Records drawn from a dataset:
--
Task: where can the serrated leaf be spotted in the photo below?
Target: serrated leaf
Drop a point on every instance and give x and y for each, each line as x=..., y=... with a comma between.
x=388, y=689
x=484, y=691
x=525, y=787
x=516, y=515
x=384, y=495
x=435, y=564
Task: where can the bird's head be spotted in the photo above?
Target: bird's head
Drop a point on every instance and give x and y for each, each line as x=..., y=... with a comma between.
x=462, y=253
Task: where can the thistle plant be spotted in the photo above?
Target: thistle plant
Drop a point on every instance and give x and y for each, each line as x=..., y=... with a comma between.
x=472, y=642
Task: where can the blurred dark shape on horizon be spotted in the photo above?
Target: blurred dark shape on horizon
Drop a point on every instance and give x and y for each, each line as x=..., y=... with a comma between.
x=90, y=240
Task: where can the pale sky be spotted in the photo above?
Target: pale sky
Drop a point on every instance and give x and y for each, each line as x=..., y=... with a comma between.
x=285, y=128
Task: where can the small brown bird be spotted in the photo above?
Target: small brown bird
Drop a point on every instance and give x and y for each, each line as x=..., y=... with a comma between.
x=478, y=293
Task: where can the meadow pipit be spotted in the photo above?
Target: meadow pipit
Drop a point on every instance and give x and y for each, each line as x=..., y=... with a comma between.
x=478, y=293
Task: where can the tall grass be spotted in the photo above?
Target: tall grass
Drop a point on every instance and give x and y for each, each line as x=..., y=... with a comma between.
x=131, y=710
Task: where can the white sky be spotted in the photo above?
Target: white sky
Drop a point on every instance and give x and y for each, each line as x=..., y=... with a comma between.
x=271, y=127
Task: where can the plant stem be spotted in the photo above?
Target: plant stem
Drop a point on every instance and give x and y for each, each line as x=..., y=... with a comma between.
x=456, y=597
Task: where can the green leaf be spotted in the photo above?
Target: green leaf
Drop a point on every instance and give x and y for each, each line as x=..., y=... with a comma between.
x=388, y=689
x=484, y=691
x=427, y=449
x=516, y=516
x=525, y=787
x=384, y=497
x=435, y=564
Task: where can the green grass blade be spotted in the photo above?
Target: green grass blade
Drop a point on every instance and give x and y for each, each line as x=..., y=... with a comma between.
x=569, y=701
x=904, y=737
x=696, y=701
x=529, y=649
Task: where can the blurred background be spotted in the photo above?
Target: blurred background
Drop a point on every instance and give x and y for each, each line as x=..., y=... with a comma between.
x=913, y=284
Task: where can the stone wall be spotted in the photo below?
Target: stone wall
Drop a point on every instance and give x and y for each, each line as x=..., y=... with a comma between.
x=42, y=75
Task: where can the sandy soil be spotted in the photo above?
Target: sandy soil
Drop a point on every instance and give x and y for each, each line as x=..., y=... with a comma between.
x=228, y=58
--
§ What is being asked
The lines above starting at the one that contains "Task: where can the green grass" and ending at the one that contains "Target: blurred background" must be transcribed exactly, and no other lines may appear.

§ Solution for this task
Task: where can the green grass blade be spotted in the photo above?
Target: green grass blade
Drop a point on every instance and give x and y for each, each line as x=..., y=... with a comma between.
x=569, y=701
x=904, y=737
x=696, y=701
x=529, y=649
Task: where can the blurred background be spotted in the photo above?
Target: blurred background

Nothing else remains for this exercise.